BEGIN Data to use

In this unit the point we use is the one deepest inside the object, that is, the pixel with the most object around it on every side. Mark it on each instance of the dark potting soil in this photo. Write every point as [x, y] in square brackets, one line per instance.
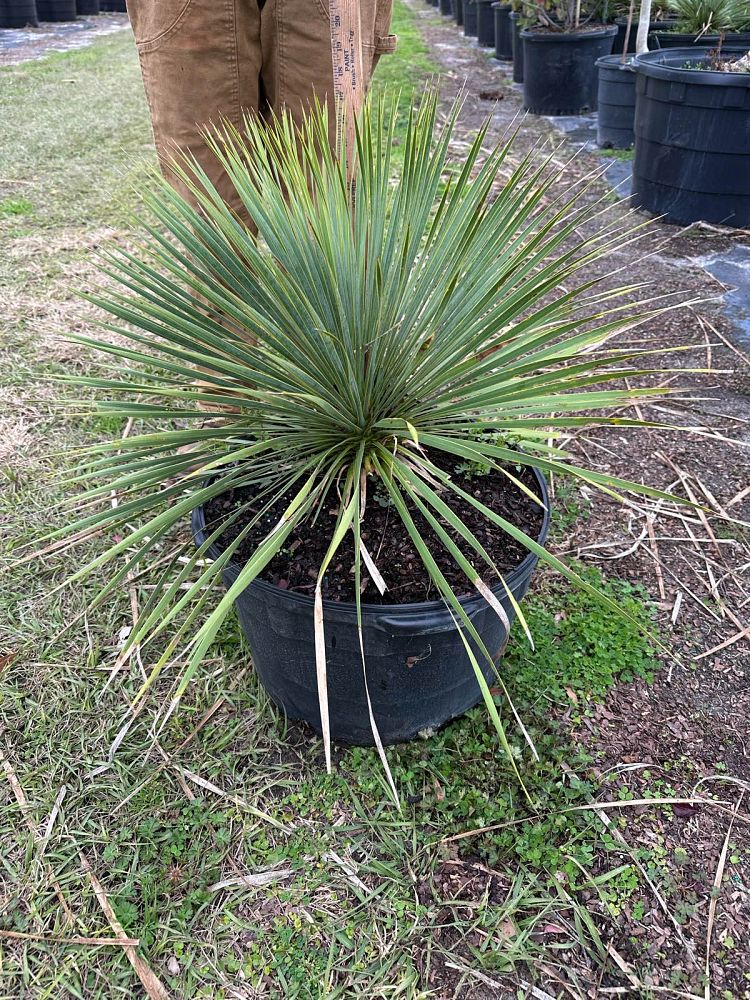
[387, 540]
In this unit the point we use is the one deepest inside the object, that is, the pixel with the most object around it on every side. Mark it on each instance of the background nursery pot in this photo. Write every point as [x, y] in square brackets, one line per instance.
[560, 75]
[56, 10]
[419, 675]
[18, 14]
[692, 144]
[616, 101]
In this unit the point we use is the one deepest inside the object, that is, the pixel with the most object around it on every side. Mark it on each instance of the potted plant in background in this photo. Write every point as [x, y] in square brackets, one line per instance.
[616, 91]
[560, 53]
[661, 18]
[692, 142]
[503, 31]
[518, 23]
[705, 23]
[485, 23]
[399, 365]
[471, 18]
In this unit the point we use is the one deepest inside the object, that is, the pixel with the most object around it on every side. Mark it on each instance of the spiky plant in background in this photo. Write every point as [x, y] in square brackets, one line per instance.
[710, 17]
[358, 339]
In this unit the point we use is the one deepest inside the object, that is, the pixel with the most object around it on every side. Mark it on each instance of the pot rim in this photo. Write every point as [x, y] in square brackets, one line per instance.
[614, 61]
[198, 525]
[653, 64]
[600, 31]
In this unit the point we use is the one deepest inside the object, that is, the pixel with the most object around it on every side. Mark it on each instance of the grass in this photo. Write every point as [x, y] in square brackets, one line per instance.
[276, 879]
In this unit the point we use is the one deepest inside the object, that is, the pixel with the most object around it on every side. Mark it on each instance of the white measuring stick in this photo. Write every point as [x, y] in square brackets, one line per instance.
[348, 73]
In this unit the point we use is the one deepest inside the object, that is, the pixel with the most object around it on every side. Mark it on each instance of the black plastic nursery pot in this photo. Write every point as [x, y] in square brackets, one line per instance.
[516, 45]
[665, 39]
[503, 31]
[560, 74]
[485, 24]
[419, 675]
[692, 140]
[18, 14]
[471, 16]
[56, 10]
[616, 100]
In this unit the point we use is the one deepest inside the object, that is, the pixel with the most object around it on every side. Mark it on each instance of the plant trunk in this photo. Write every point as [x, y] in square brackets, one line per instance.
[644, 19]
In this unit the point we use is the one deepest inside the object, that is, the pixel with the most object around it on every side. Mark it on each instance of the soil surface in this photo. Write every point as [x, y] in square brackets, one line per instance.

END Data to use

→ Your goal
Transcribe each record exactly as it stands, setting aside any pictures.

→ Exercise result
In this unit the point we use is the one deepest inside the object, that is, the pixel with the most object around it on every side. Mark it on each instance of the dark potting soil in this photo. Write every point as [x, y] in square brackets, one line per instance.
[387, 540]
In this unit the point we use is the one deepest inside the object, that is, the pixel with the most object around it on every side. Mark it on each instance of the background nursery pot in this photo. Write every point as [x, y] in square brackets, one line per instance.
[560, 75]
[56, 10]
[419, 675]
[18, 14]
[692, 144]
[616, 101]
In this unit the point we use is the one deepest inside the object, that is, the pixel with the most object around it on every side. Mark it on each instance of the potted plant in background in this photo. Write every point as [x, y] in square brackets, one line per instance.
[616, 91]
[560, 53]
[661, 18]
[692, 142]
[503, 31]
[518, 23]
[705, 23]
[485, 23]
[399, 365]
[471, 18]
In this unit the point we use is the one deepest inside the object, that is, the pixel with the most object around it on every side. Mark it on each instance of the spiky plant in background in this photo. Write every point as [x, y] in square brackets, one line per instance.
[710, 17]
[358, 339]
In this unit the point we use is the one deepest inside the object, that is, the pixel with the most object around it on every side. Mark it on each instance of the pot rim in this photo. Write every point as [x, y] in square brackets, one line per instance.
[614, 61]
[198, 525]
[653, 64]
[600, 31]
In this unit the point we use is the one deepest inside the object, that is, the pixel with the most object around it on every side. Mark it on each instance of the grass in this photo. Write every point as [x, y] in square brackets, one line per instance.
[276, 879]
In this unit the point we use is the one deepest inside the object, that is, the pixel with the most object around it on every side. Mark it on each instance of the white measuring stick in this photo. Write every point as [x, y] in square brackets, one line per instance.
[348, 73]
In this unit the point we use is the one deepest inside the object, that is, the pixel with the most object around it on every side. Mark it on each instance of the black plastic nursery pot in this photo. Write every point as [x, y] in square brackets, one line per instance.
[516, 45]
[665, 39]
[503, 31]
[560, 74]
[485, 24]
[419, 675]
[692, 140]
[18, 14]
[471, 16]
[56, 10]
[616, 100]
In this unit the point we use is the one deepest inside the object, that is, the pixel with the most object around it on every side. Mark it on each instance of the plant trunk in this photo. Write every point as [x, y] in square brackets, one line per instance.
[644, 19]
In this unit the point we use is the one deepest inside the object, that is, the pixel with the most object around it on every side. Mark it on each instance of the soil surface in this photo. Write every point as [x, y] in square brackets, one line per instance.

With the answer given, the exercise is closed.